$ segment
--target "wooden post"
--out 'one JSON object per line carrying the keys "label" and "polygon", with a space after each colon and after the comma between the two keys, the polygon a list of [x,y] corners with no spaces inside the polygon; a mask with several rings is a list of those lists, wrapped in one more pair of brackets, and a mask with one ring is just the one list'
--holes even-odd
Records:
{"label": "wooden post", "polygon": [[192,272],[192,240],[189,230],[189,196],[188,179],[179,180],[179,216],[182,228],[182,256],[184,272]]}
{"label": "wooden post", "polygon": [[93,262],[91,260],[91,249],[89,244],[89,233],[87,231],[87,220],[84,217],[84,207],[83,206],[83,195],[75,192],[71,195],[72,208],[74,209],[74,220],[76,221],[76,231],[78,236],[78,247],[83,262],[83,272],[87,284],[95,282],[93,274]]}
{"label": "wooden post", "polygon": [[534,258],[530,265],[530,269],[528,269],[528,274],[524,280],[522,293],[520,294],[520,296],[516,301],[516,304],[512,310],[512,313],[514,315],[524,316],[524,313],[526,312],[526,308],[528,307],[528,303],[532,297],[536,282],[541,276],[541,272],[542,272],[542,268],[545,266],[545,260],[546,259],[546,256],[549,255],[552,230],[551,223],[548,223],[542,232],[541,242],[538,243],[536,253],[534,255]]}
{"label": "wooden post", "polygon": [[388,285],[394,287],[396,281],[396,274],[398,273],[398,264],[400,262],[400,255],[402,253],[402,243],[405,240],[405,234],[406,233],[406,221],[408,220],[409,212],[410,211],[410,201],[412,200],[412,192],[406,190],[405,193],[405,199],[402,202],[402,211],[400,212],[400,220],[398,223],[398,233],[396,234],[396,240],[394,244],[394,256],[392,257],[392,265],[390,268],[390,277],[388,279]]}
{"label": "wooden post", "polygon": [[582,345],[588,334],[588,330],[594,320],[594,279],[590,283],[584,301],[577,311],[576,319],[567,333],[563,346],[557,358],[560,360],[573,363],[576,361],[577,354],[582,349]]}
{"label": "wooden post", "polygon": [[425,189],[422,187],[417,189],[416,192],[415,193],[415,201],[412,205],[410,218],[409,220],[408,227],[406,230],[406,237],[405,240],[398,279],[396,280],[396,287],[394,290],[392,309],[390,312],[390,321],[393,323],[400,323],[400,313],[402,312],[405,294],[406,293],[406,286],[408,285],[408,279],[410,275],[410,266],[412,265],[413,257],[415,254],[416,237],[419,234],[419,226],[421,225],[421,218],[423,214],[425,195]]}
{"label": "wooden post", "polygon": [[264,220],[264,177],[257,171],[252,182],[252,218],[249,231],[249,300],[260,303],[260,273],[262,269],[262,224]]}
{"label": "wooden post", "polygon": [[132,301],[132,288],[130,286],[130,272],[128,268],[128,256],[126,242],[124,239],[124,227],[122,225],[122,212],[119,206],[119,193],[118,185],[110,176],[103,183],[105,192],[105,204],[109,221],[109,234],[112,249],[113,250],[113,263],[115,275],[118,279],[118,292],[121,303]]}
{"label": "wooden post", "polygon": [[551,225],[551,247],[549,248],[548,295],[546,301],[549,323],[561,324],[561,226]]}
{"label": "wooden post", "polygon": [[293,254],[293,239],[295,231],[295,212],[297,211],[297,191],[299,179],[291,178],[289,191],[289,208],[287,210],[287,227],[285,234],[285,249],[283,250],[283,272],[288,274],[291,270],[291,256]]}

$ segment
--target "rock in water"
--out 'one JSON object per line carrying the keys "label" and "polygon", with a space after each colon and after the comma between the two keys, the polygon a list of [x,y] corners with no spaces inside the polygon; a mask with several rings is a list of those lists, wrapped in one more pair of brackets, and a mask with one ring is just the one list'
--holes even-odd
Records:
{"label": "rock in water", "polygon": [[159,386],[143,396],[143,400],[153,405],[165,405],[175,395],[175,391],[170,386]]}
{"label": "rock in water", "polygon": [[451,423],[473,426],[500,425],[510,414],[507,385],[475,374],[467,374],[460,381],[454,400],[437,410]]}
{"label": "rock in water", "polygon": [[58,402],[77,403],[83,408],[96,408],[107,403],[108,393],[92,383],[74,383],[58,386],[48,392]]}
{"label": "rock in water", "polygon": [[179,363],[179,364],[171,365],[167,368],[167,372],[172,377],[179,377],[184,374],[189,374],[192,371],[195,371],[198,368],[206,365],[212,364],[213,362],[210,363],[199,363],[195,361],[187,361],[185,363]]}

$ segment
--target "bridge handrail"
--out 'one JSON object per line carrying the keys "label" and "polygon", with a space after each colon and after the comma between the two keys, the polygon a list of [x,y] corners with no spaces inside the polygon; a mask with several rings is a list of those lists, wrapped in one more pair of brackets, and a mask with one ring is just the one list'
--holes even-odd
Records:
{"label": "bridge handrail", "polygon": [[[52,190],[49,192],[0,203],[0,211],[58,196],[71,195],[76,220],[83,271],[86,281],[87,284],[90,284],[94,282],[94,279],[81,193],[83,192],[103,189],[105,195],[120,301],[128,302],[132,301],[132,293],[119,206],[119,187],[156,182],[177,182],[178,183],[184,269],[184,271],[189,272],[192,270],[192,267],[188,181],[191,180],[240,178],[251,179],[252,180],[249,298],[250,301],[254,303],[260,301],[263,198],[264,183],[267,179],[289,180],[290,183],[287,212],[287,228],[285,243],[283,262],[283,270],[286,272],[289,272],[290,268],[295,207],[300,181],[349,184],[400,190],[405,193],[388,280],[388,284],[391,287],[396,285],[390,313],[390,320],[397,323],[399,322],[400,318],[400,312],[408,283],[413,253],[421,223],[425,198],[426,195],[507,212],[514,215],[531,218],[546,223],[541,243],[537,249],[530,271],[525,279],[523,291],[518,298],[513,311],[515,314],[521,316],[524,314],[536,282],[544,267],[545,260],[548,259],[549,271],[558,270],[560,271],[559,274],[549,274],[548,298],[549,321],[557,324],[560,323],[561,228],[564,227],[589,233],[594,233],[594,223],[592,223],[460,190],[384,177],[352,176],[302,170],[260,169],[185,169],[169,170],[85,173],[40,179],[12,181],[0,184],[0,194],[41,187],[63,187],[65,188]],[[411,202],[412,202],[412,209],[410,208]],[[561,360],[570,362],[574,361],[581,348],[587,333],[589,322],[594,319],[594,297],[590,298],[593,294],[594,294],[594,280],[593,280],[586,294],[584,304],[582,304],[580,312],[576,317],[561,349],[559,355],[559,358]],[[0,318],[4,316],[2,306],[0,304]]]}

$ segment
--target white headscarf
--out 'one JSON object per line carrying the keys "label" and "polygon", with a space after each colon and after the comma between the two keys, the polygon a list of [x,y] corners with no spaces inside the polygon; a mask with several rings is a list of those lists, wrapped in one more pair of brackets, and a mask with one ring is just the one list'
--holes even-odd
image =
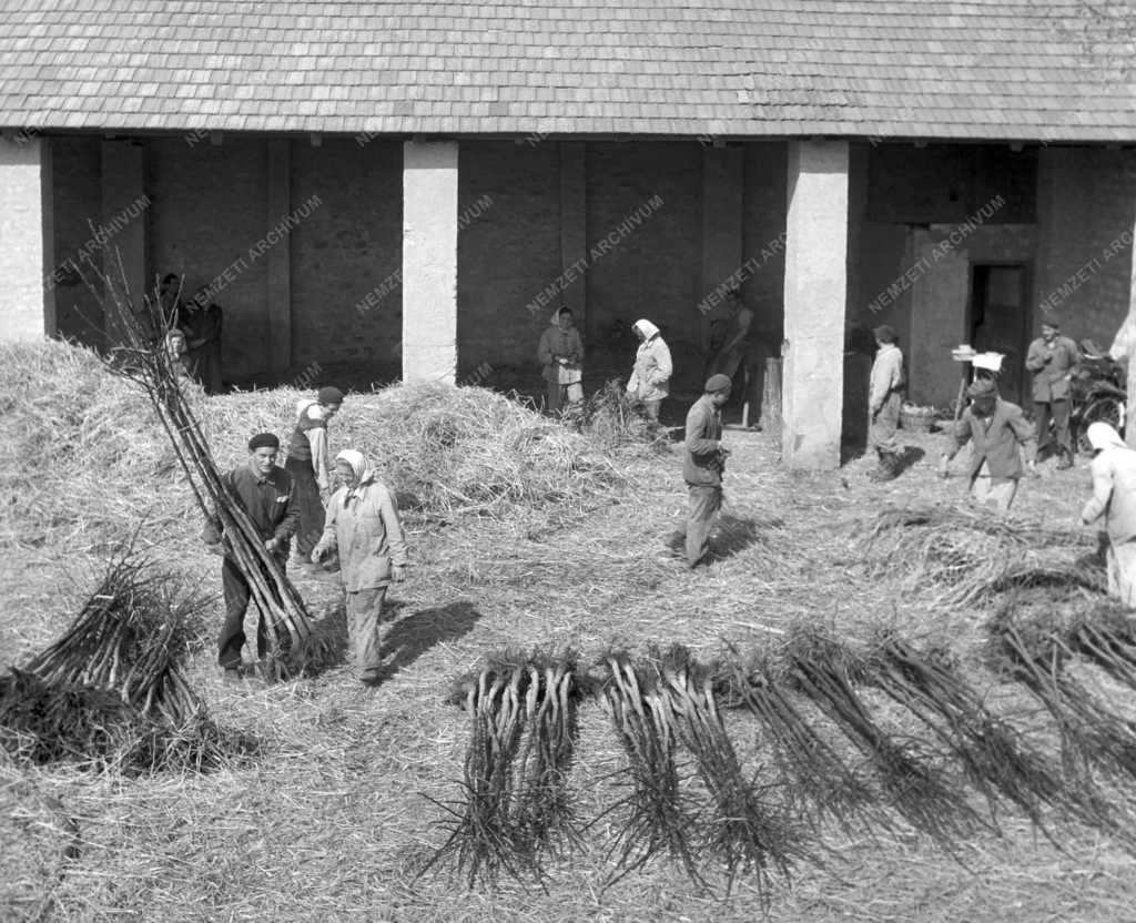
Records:
{"label": "white headscarf", "polygon": [[370,483],[375,477],[375,469],[367,464],[367,457],[356,449],[343,449],[343,451],[335,456],[335,460],[346,462],[351,466],[351,471],[354,472],[356,477],[359,479],[356,485],[348,491],[348,497],[365,484]]}
{"label": "white headscarf", "polygon": [[1089,423],[1085,436],[1088,439],[1088,444],[1097,451],[1101,449],[1128,448],[1120,438],[1120,433],[1113,430],[1108,423]]}
{"label": "white headscarf", "polygon": [[643,318],[640,318],[632,324],[632,330],[637,330],[640,332],[644,343],[659,332],[659,329],[654,324]]}

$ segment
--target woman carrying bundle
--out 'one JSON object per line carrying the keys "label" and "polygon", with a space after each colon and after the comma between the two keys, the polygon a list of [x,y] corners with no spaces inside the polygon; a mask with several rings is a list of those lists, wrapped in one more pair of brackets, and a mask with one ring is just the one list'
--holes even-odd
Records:
{"label": "woman carrying bundle", "polygon": [[299,565],[316,568],[310,562],[324,531],[324,505],[331,498],[331,465],[327,460],[327,424],[339,413],[343,392],[339,388],[320,388],[316,400],[296,405],[299,419],[292,431],[284,469],[292,475],[300,506],[300,525],[295,534]]}

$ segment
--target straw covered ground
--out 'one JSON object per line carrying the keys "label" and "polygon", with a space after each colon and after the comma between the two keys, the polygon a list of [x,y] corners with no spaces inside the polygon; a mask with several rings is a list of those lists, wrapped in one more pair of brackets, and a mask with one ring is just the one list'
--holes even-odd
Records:
{"label": "straw covered ground", "polygon": [[[251,432],[286,436],[300,397],[202,397],[195,407],[227,466]],[[0,446],[0,671],[58,638],[107,557],[132,539],[219,591],[165,436],[125,383],[59,343],[5,346],[0,401],[9,434]],[[787,881],[770,870],[768,882],[740,875],[727,890],[708,862],[699,887],[665,856],[613,881],[611,850],[628,815],[612,806],[628,795],[627,757],[601,696],[579,701],[566,775],[575,816],[591,825],[544,860],[542,883],[506,874],[495,889],[470,890],[442,863],[417,878],[445,842],[445,807],[462,801],[470,717],[448,701],[453,683],[506,649],[573,649],[599,672],[612,650],[640,657],[682,643],[707,662],[732,649],[776,658],[802,625],[857,650],[889,629],[949,650],[991,710],[1060,760],[1043,706],[992,660],[991,624],[1008,606],[1074,624],[1100,601],[1097,537],[1072,524],[1087,491],[1084,463],[1026,482],[1014,515],[992,525],[968,512],[960,477],[935,476],[935,435],[911,440],[926,457],[888,484],[868,480],[867,462],[793,474],[778,466],[771,436],[726,438],[734,454],[716,559],[692,574],[667,547],[685,505],[678,447],[573,433],[478,389],[349,396],[332,449],[373,457],[399,493],[410,544],[409,579],[390,596],[384,682],[365,689],[339,665],[233,688],[206,647],[186,679],[220,727],[256,737],[254,756],[142,775],[0,756],[0,918],[1130,918],[1131,789],[1100,767],[1085,772],[1125,818],[1113,833],[1046,810],[1051,840],[1003,807],[1000,832],[977,824],[949,854],[894,818],[874,829],[826,823]],[[325,630],[341,630],[337,587],[298,587]],[[216,598],[212,606],[219,622]],[[1121,718],[1136,712],[1136,691],[1114,679],[1084,665],[1071,675]],[[896,735],[917,733],[882,693],[866,700]],[[744,773],[766,778],[772,754],[757,724],[741,710],[724,721]],[[702,793],[691,760],[679,768],[682,791]],[[980,806],[950,765],[938,768],[960,801]]]}

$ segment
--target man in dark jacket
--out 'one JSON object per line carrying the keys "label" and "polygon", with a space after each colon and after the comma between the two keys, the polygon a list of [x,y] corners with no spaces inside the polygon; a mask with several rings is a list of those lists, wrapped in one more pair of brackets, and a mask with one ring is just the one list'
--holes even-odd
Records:
{"label": "man in dark jacket", "polygon": [[1034,425],[1017,404],[997,396],[991,379],[978,379],[967,393],[971,404],[954,424],[951,449],[939,459],[939,476],[946,477],[951,459],[967,442],[972,442],[970,493],[979,504],[994,504],[997,509],[1006,510],[1022,475],[1019,446],[1026,451],[1030,473],[1035,473]]}
{"label": "man in dark jacket", "polygon": [[711,375],[704,393],[686,414],[686,481],[690,506],[686,517],[686,564],[698,565],[710,550],[710,524],[721,508],[721,475],[729,449],[721,444],[721,408],[729,400],[727,375]]}
{"label": "man in dark jacket", "polygon": [[1059,468],[1072,467],[1072,436],[1069,434],[1069,390],[1080,363],[1080,350],[1068,336],[1060,335],[1053,317],[1042,322],[1042,335],[1029,344],[1026,368],[1034,373],[1034,408],[1037,416],[1037,450],[1044,455],[1050,444],[1050,418],[1056,431]]}
{"label": "man in dark jacket", "polygon": [[[295,532],[300,518],[292,477],[284,468],[276,466],[279,440],[272,433],[259,433],[249,440],[249,464],[234,468],[224,475],[233,497],[249,514],[252,524],[284,569],[287,562],[289,540]],[[201,535],[206,547],[215,555],[224,555],[220,580],[225,593],[225,625],[218,639],[217,660],[225,670],[225,681],[240,677],[241,648],[244,647],[244,613],[249,608],[251,590],[249,581],[236,562],[227,554],[224,537],[215,522],[207,522]],[[273,585],[269,582],[269,585]],[[257,656],[264,657],[268,649],[265,631],[265,614],[257,623]]]}

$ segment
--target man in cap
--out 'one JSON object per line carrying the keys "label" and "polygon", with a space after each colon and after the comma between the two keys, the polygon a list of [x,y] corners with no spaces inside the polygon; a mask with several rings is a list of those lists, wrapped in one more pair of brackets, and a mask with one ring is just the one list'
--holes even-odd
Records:
{"label": "man in cap", "polygon": [[903,354],[895,344],[897,338],[893,327],[883,324],[872,333],[878,349],[868,385],[868,448],[875,449],[879,459],[872,477],[889,481],[895,477],[900,465],[895,432],[900,426]]}
{"label": "man in cap", "polygon": [[1018,492],[1022,475],[1021,451],[1030,474],[1035,469],[1034,426],[1017,404],[1002,400],[991,379],[978,379],[967,390],[970,406],[954,424],[951,448],[939,459],[939,476],[946,477],[951,459],[959,449],[972,443],[970,493],[982,505],[993,504],[1006,510]]}
{"label": "man in cap", "polygon": [[686,414],[683,480],[688,494],[685,537],[691,568],[710,550],[710,524],[721,508],[721,475],[729,456],[729,449],[721,444],[721,408],[729,400],[729,390],[728,376],[711,375],[702,397]]}
{"label": "man in cap", "polygon": [[1052,316],[1042,321],[1042,335],[1029,344],[1026,368],[1034,373],[1034,408],[1037,416],[1037,451],[1050,446],[1050,419],[1056,435],[1059,468],[1072,467],[1072,438],[1069,434],[1069,390],[1080,363],[1080,350],[1068,336],[1060,335],[1060,322]]}
{"label": "man in cap", "polygon": [[1093,496],[1080,512],[1091,525],[1104,516],[1109,534],[1109,596],[1136,606],[1136,451],[1108,423],[1085,434],[1093,448]]}
{"label": "man in cap", "polygon": [[311,549],[324,533],[324,506],[332,496],[332,471],[327,450],[327,424],[343,404],[339,388],[320,388],[316,399],[296,405],[296,423],[287,447],[284,469],[295,484],[300,524],[296,527],[295,555],[304,571],[318,572],[310,560]]}
{"label": "man in cap", "polygon": [[[258,433],[249,440],[249,462],[223,475],[229,492],[241,505],[265,542],[265,549],[276,558],[281,569],[287,560],[289,539],[295,532],[300,510],[295,501],[292,479],[276,465],[281,442],[272,433]],[[236,562],[224,546],[224,535],[217,522],[206,522],[201,538],[215,555],[223,555],[220,580],[225,596],[225,625],[218,639],[217,660],[225,671],[225,681],[240,679],[241,648],[244,647],[244,613],[249,608],[251,590]],[[269,584],[272,585],[272,584]],[[257,656],[264,657],[268,648],[265,614],[257,624]]]}

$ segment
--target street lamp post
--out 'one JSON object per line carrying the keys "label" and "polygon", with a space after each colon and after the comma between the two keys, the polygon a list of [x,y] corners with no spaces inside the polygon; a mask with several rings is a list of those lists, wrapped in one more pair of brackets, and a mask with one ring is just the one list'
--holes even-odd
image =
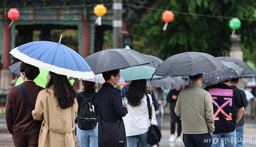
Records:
------------------------------------------------------------
- [DIRECTIONS]:
Pull out each line of the data above that contains the string "target", treating uppercase and lowercase as different.

- [CORRECT OUTPUT]:
--target "wooden post"
--target "rock in water"
--target "bridge handrail"
--target white headscarf
--target woman carrying bundle
--target straw covered ground
--target man in dark jacket
--target man in cap
--target street lamp post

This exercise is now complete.